— start PAGE —

Sep 25, 2008

You know those types of friends you can’t bring home?

mm....WHAT?
During a conversation with one of my colleagues, he said something on these lines and I was totally taken aback…..well, surprised. He said something like, “you know, we had to only meet outside of home (wife/spouse doesn’t know). We are friends but that’s the way it is, you know these things right?” No, I don’t. He is also a small town guy, but has had a much better exposure to the western world than I’ve ever had. I have never ventured out of India, as a matter of fact, never been to the northern and eastern parts of the country at all. But, I don’t think I have friends I cannot bring home or talk about at home. My parents knew all my friends, but for those one or two that don’t deserve any mention because we ourselves knew we wouldn’t last a week as friends and maybe we would never see each other again.

Agreed, this could be the issue with the way we could have been brought up, but don’t we form our own opinions when we get exposed to some new experiences. And, this is not with a guy-girl friendship alone, even where I do not subscribe to such a stupid idea that you ‘cannot’ bring them home. Why, because you become answerable to many questions on how you met, how come you became friends yada yada yada…again, how stupid is this?

When my colleague uttered such a thing….I wanted to ask him these things……..

Are there any such types of friends at all in the first place?

Are you ashamed of your own friends?

Are you actually friends or have something else going on but call it friendship?

Even writing about such a thing makes me feel very childish. I find myself asking, ‘Is this something that needs any mention at all?”. But many people out there are hypocrites. I realize this very late in life, maybe because I hadn’t met many like them before? I don’t feel comfortable calling that colleague of mine a friend now. I don’t want to. People like him are better left as colleagues or acquaintances, I think.

Sep 24, 2008

Aditi loves to sing…

When daddy sings along with Abida Parveen…”bekhudi besabab”….Aditi says ‘papap’ and tunes into the song….

When Sun TV plays Ramayan with the title song “Jai Shree Ram….”, she starts off with “Jai…” and drags it to no end and that too ‘sur mein’

She knows to sing “Happ budday”….She sings it like happ budday, happ budday and ends it with Aditi. The tune is perfect.

She also croons (ahem….I am a mother, see?) like Shreya Ghoshal in the tamil song “munbe vaa”…..Aditi also knows a couple of lines in the charanam.

Oh! I just can’t stop bragging about my daughter’s ear for music.

Sep 18, 2008

Eating alone

I don’t like to eat alone without a book. With a book in hand I don’t like to eat with anyone. Today was one day, when I had to lunch alone with no book in hand. I missed the book I had left behind at home. I wished it were here, to keep me company.

— end PAGE —
— start DATA TO PROCESS —

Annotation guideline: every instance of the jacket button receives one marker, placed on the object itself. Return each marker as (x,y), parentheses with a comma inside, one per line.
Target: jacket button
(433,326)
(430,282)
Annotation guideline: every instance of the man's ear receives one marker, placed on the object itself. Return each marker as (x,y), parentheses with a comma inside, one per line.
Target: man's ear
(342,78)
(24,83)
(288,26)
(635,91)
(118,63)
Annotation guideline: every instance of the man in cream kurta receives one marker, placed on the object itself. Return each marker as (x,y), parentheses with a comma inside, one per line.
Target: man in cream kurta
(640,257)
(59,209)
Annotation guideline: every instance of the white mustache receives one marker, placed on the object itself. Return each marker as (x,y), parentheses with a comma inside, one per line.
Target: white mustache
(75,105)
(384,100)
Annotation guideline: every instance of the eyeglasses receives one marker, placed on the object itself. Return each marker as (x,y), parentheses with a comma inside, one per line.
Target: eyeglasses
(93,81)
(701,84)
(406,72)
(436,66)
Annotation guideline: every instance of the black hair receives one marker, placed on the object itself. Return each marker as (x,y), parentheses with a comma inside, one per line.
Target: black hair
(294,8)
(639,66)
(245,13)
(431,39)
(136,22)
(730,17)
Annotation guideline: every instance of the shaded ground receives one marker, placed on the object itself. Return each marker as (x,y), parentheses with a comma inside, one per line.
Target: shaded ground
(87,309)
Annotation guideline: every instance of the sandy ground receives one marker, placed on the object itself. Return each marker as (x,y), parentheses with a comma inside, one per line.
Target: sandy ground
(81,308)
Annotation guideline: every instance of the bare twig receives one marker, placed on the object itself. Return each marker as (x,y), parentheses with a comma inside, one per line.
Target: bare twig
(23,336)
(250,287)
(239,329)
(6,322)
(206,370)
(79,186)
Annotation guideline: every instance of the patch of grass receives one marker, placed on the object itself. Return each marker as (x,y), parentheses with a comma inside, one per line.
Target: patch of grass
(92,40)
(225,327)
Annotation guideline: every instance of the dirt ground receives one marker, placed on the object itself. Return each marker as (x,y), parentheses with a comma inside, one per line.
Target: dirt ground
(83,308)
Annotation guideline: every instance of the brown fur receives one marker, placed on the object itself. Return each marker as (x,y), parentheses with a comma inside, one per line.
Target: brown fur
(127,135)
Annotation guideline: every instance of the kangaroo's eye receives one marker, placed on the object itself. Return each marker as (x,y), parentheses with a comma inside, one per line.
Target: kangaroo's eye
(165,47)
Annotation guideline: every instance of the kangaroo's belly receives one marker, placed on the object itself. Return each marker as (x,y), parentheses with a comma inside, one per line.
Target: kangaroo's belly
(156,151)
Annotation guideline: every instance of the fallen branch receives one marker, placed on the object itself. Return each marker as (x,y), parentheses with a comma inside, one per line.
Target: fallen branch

— end DATA TO PROCESS —

■ **WHAT TO WORK ON**
[A] In the blog page, what does Aditi say when her father sings along with Abida Parveen?
[B] Give the entries again starting at the line containing "Annotation guideline: every instance of the brown" and ending at the last line of the entries, swapping every "kangaroo's" for "wallaby's" and leaving all else as it is.
The blog page and the entries have nothing to do with each other.

■ **ANSWERS TO EACH TASK**
[A] She says "papap."

[B]
Annotation guideline: every instance of the brown fur receives one marker, placed on the object itself. Return each marker as (x,y), parentheses with a comma inside, one per line.
Target: brown fur
(127,135)
Annotation guideline: every instance of the wallaby's eye receives one marker, placed on the object itself. Return each marker as (x,y), parentheses with a comma inside, one per line.
Target: wallaby's eye
(165,47)
Annotation guideline: every instance of the wallaby's belly receives one marker, placed on the object itself. Return each marker as (x,y), parentheses with a comma inside, one per line.
Target: wallaby's belly
(156,151)
Annotation guideline: every instance of the fallen branch receives one marker, placed on the object itself. Return each marker as (x,y), parentheses with a comma inside, one per line.
Target: fallen branch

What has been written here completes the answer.